■ TASK DESCRIPTION:
No pictures should appear. The lines from the beginning of the listing through the one holding "[ ] a keypoint on each instance of the black jacket" must be reproduced exactly, and nothing more.
*** DATASET ENTRIES ***
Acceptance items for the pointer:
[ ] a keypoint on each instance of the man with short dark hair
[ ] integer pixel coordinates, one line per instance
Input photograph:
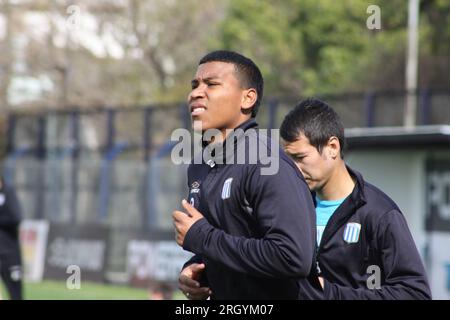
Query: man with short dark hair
(361, 232)
(252, 233)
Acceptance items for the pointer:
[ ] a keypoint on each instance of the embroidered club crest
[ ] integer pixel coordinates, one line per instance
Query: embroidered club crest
(351, 232)
(226, 189)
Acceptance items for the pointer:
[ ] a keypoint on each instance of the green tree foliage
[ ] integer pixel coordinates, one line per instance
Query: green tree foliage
(321, 46)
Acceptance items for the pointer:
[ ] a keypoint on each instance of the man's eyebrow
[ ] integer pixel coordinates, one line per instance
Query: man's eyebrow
(196, 81)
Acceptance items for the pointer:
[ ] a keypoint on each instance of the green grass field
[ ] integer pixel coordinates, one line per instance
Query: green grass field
(56, 290)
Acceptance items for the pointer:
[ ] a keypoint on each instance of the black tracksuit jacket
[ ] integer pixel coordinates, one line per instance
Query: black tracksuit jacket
(257, 237)
(384, 241)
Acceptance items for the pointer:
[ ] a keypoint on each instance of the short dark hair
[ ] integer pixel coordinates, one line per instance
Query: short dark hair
(249, 74)
(317, 121)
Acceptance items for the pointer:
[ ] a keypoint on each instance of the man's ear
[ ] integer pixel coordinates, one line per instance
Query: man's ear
(334, 147)
(249, 98)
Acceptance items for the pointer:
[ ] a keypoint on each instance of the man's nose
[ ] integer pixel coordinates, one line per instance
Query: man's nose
(198, 92)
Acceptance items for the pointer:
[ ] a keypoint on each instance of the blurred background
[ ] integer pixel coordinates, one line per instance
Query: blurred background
(90, 92)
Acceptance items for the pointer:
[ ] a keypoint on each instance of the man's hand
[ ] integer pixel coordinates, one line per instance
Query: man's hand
(188, 284)
(184, 221)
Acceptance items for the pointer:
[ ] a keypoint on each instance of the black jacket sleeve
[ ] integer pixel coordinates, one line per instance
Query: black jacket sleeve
(285, 215)
(405, 276)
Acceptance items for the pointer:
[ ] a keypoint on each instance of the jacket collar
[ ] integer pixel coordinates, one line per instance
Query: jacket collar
(213, 152)
(343, 213)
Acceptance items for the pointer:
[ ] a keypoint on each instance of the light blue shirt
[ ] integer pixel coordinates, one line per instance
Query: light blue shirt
(324, 211)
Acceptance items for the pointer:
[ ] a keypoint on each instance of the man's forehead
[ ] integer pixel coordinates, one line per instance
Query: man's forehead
(214, 69)
(300, 141)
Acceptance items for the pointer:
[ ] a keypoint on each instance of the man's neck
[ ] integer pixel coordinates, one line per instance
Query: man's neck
(226, 132)
(339, 186)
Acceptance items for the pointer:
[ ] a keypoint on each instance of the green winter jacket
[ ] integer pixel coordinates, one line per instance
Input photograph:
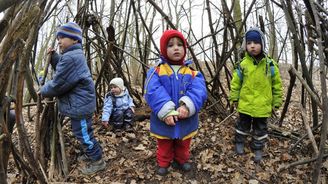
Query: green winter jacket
(254, 87)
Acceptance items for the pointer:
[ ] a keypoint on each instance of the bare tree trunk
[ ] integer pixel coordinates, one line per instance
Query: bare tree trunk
(4, 4)
(323, 68)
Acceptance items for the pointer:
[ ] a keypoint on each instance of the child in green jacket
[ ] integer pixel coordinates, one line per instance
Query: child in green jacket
(257, 90)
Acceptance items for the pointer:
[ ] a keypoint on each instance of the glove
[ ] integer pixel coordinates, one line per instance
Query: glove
(274, 111)
(233, 106)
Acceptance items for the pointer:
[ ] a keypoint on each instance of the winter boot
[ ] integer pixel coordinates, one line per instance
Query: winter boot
(162, 171)
(184, 167)
(93, 166)
(258, 156)
(239, 148)
(83, 158)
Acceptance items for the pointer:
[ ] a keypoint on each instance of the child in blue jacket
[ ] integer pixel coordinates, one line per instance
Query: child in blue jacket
(118, 107)
(72, 84)
(175, 93)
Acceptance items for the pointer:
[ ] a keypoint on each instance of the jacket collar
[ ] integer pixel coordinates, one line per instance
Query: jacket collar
(73, 47)
(164, 60)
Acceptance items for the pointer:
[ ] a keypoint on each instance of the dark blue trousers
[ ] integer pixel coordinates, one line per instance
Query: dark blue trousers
(121, 117)
(82, 129)
(259, 129)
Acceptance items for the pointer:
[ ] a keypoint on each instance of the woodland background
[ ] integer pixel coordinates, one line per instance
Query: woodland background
(121, 38)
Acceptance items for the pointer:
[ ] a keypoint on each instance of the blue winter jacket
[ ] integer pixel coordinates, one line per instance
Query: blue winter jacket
(122, 102)
(72, 83)
(165, 90)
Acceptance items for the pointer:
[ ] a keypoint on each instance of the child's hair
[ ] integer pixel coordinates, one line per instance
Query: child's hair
(118, 82)
(167, 35)
(70, 30)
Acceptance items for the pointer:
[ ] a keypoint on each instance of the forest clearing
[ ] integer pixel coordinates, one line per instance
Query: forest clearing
(122, 39)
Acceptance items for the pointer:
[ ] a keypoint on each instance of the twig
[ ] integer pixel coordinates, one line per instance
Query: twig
(300, 162)
(227, 118)
(307, 87)
(308, 129)
(2, 136)
(303, 137)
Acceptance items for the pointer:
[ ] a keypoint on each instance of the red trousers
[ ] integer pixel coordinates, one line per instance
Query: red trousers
(169, 149)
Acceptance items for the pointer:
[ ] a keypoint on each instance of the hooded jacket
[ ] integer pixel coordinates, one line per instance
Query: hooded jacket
(165, 89)
(256, 89)
(122, 102)
(72, 84)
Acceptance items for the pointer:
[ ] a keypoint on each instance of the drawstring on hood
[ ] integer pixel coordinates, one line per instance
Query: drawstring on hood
(167, 35)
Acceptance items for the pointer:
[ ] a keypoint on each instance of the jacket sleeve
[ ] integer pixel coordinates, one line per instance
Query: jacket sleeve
(54, 60)
(156, 95)
(235, 86)
(196, 94)
(65, 78)
(276, 87)
(108, 107)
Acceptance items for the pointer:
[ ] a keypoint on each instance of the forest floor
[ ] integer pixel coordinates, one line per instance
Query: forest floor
(131, 157)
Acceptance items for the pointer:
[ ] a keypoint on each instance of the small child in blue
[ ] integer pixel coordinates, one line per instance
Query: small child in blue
(118, 107)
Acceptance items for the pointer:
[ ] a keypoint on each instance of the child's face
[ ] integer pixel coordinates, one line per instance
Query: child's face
(115, 90)
(64, 42)
(175, 49)
(253, 48)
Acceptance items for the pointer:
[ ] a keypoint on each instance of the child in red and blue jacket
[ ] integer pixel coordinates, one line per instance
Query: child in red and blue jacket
(175, 93)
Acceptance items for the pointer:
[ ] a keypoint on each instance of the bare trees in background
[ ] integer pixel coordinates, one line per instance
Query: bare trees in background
(121, 39)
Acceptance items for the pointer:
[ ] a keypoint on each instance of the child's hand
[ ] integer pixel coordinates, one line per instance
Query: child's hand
(183, 112)
(132, 109)
(50, 50)
(105, 124)
(170, 120)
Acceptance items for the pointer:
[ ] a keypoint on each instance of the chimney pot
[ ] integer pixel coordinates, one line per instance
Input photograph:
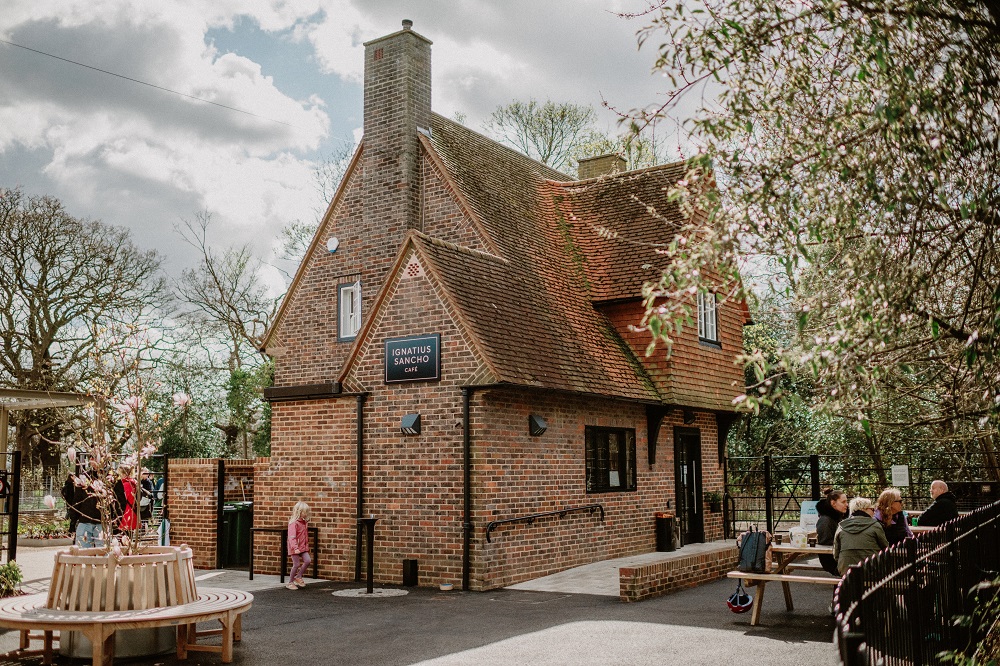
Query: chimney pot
(601, 165)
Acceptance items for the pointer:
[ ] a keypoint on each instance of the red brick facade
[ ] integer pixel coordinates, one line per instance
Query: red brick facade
(454, 235)
(193, 498)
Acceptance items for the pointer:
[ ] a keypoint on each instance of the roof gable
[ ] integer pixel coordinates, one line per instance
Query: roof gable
(620, 226)
(321, 232)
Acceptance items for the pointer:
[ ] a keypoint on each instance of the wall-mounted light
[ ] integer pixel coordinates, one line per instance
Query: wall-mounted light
(537, 425)
(410, 425)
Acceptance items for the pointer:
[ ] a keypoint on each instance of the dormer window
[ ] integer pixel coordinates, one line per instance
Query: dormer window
(348, 311)
(708, 318)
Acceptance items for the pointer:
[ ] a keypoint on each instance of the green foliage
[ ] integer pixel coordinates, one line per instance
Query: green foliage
(53, 529)
(984, 626)
(854, 149)
(10, 578)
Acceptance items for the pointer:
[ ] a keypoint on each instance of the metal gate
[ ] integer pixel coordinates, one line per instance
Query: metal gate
(769, 490)
(10, 498)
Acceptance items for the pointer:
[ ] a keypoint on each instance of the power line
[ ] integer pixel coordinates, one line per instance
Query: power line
(151, 85)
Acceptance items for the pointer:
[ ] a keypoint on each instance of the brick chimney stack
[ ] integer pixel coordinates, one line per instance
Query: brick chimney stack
(397, 106)
(602, 165)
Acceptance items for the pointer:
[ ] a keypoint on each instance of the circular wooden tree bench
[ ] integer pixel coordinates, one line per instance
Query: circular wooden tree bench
(227, 606)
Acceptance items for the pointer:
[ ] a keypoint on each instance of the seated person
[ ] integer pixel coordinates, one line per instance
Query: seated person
(889, 512)
(831, 509)
(858, 536)
(944, 508)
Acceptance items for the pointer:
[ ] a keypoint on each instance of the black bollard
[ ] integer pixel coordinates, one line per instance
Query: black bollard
(369, 524)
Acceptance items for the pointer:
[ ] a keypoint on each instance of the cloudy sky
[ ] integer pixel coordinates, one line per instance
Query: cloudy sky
(138, 156)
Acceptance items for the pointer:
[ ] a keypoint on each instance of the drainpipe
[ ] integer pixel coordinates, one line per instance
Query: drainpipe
(467, 486)
(360, 484)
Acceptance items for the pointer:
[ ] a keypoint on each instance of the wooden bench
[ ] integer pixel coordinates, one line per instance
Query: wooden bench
(761, 579)
(29, 613)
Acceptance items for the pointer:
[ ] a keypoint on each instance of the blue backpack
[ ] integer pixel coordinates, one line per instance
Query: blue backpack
(754, 549)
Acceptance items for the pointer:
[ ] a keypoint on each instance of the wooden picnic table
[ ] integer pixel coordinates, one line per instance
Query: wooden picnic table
(787, 555)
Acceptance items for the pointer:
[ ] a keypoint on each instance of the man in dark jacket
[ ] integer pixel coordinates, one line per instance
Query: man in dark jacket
(88, 529)
(943, 509)
(859, 536)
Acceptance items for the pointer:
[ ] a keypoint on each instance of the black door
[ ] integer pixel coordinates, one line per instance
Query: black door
(687, 469)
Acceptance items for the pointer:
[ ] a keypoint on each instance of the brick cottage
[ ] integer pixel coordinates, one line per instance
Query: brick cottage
(457, 349)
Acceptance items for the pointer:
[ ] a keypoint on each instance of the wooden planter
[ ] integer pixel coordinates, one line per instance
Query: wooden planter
(86, 579)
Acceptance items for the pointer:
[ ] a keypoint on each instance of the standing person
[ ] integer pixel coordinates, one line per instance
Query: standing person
(147, 492)
(889, 512)
(68, 491)
(88, 526)
(944, 507)
(831, 509)
(858, 536)
(298, 544)
(126, 501)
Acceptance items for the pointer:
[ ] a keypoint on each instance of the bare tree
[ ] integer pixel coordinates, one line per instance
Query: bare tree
(229, 309)
(297, 235)
(73, 293)
(549, 132)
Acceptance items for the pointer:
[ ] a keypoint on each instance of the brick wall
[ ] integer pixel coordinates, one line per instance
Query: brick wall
(654, 580)
(313, 454)
(192, 499)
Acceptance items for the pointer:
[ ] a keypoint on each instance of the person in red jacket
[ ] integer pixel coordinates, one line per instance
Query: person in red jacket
(298, 544)
(126, 501)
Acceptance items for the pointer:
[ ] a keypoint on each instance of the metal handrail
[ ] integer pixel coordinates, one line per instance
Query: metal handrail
(530, 519)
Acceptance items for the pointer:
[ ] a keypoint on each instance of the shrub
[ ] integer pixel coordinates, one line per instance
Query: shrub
(10, 578)
(53, 529)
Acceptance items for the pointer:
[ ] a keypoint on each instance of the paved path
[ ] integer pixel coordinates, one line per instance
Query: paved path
(507, 627)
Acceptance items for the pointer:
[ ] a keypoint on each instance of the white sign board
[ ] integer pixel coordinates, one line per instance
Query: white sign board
(900, 475)
(809, 516)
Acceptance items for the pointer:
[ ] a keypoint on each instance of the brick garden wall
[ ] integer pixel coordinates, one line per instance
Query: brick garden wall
(654, 580)
(192, 499)
(313, 453)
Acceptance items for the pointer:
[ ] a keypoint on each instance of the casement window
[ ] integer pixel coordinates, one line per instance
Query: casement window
(708, 318)
(348, 311)
(610, 459)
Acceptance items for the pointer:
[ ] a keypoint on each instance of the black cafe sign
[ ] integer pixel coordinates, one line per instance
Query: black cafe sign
(413, 359)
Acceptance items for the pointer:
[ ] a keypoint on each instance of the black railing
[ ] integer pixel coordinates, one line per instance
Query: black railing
(768, 491)
(493, 524)
(903, 605)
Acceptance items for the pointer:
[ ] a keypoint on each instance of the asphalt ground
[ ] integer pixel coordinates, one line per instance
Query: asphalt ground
(506, 627)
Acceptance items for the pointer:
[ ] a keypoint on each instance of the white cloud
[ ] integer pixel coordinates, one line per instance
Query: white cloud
(145, 158)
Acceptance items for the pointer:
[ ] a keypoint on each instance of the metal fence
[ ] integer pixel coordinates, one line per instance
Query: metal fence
(904, 604)
(769, 490)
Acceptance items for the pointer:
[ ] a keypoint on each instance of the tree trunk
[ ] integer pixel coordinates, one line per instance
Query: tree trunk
(991, 456)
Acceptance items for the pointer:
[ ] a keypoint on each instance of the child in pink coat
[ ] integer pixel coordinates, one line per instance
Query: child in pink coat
(298, 544)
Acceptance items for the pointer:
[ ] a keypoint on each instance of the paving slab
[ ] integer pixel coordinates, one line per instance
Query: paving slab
(506, 627)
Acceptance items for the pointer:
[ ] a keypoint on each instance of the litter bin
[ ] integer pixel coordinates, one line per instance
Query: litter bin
(236, 519)
(226, 542)
(410, 573)
(664, 532)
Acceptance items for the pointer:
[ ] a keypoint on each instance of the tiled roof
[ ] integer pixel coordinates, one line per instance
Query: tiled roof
(530, 308)
(617, 223)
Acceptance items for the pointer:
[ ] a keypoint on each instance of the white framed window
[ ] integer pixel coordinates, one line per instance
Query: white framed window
(348, 310)
(708, 318)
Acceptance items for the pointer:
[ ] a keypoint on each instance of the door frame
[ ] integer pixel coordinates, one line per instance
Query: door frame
(691, 519)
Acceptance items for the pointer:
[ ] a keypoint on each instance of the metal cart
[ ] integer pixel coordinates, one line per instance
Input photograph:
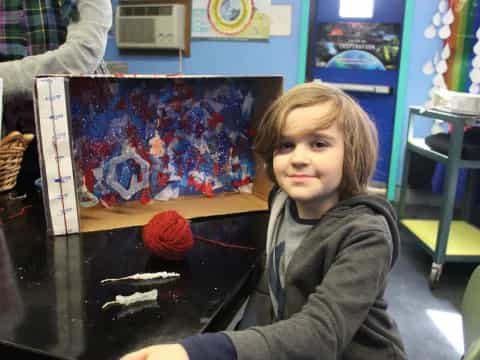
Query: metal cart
(444, 239)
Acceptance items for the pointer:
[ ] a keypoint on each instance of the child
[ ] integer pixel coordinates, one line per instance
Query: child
(330, 246)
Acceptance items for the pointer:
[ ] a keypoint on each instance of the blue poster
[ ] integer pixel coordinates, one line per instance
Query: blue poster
(361, 46)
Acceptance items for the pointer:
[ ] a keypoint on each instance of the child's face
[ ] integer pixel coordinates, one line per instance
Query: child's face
(308, 162)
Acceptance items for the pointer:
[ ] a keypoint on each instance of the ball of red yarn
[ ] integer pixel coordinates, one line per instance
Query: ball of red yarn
(168, 235)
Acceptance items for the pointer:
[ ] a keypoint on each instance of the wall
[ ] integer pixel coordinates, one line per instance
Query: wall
(279, 55)
(413, 86)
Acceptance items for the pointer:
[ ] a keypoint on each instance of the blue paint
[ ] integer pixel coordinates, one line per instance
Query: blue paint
(277, 56)
(381, 107)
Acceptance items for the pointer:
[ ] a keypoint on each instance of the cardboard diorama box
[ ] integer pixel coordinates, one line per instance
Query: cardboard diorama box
(116, 150)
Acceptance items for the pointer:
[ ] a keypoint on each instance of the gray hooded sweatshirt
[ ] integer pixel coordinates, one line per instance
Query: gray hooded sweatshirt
(334, 285)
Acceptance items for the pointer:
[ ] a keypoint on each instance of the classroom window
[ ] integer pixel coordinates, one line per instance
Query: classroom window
(356, 8)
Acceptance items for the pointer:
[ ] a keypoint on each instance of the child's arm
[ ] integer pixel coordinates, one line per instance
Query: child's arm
(334, 312)
(158, 352)
(216, 346)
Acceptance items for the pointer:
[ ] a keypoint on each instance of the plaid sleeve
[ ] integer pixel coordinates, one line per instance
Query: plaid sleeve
(31, 27)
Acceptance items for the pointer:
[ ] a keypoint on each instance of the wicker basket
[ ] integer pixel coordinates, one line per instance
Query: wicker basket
(12, 148)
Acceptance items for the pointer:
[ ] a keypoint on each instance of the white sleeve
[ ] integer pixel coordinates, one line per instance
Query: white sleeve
(82, 51)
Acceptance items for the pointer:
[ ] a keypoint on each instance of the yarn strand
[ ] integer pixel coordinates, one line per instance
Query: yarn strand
(169, 236)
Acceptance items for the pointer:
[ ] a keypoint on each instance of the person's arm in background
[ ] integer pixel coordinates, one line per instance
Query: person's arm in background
(81, 53)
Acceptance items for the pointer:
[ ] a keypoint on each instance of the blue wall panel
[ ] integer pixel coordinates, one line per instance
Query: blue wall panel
(279, 55)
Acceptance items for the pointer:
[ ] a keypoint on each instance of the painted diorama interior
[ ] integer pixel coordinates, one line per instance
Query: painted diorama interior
(141, 145)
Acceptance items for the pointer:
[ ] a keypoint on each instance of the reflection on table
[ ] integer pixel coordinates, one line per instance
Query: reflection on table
(51, 301)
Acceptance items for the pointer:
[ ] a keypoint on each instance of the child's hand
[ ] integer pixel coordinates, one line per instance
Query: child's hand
(159, 352)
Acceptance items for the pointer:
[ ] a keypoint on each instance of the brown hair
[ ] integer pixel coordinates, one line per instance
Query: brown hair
(359, 132)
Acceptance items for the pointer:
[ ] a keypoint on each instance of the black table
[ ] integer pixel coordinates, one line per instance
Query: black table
(51, 297)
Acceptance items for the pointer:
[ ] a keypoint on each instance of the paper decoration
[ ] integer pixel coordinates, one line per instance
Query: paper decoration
(446, 52)
(428, 68)
(239, 19)
(430, 32)
(440, 26)
(144, 276)
(448, 18)
(133, 298)
(441, 67)
(143, 140)
(443, 6)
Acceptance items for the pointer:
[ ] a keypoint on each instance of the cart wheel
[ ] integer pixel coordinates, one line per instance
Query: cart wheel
(435, 274)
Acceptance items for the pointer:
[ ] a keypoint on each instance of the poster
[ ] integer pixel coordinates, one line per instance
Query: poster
(232, 19)
(361, 46)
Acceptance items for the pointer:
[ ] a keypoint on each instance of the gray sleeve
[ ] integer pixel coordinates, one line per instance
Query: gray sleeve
(332, 315)
(82, 51)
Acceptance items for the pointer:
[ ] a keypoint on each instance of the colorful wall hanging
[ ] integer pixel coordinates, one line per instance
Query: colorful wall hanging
(456, 66)
(233, 19)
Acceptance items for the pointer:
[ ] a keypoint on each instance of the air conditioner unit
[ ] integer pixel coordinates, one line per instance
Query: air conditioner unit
(150, 26)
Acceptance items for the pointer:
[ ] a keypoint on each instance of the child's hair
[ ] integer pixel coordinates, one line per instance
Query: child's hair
(359, 132)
*** End of DATASET ENTRIES ***
■ TASK ANSWER:
Acceptance items for the pointer:
[ ] a keypoint on each instance of the man with short dark hair
[ ] integer pixel coordinates, one line per instance
Input photograph:
Query: man with short dark hair
(361, 232)
(252, 233)
Acceptance items for the pointer:
[ ] a keypoint on each instance of the embroidered club crest
[ ] integer pixel coordinates, one line per instance
Query: embroidered club crest
(351, 232)
(226, 189)
Acceptance items for the pointer:
[ ] a keypoint on each instance of the green tree foliage
[ ] integer pixel coordinates, one line per instance
Query: green tree foliage
(321, 46)
Acceptance items for the pointer:
[ ] a keypoint on each instance of the man's eyebrow
[ ] integer pixel coordinates, one line per instance
Query: man's eyebrow
(196, 81)
Acceptance items for the pointer:
[ ] a keypoint on each instance of the green grass field
[ ] integer pixel coordinates, one line per instance
Query: green grass field
(56, 290)
Acceptance items for the pointer:
[ ] a keypoint on each instance of the black tracksuit jacket
[ ] integer pixel coordinates, one line per instance
Query: black tracksuit jacket
(257, 237)
(384, 241)
Acceptance items for the pointer:
[ ] a keypoint on each instance of the short dark hair
[ ] integer pixel coordinates, one line per instance
Query: short dark hair
(249, 74)
(317, 121)
Acceptance items for the pointer:
[ ] a keypoint on each instance of the man's ear
[ ] integer pixel coordinates, one line per instance
Query: man's ear
(334, 147)
(249, 98)
Acceptance items for the pointer:
[ ] a keypoint on each instance of the man's nose
[ ] integer pixel coordinates, one line per instance
Query: man's nose
(198, 92)
Acceptance items for the pointer:
[ ] a keypoint on each instance of the blurred background
[ ] integer pixel coordinates, one line per instance
Query: blurred background
(90, 92)
Acceptance items for the pointer:
[ ] a keypoint on each instance of the man's hand
[ ] integer pixel coordinates, one line per instance
Query: man's hand
(188, 284)
(184, 221)
Acceptance items for the pointer:
[ ] a keypoint on each instance of the black jacket sleeve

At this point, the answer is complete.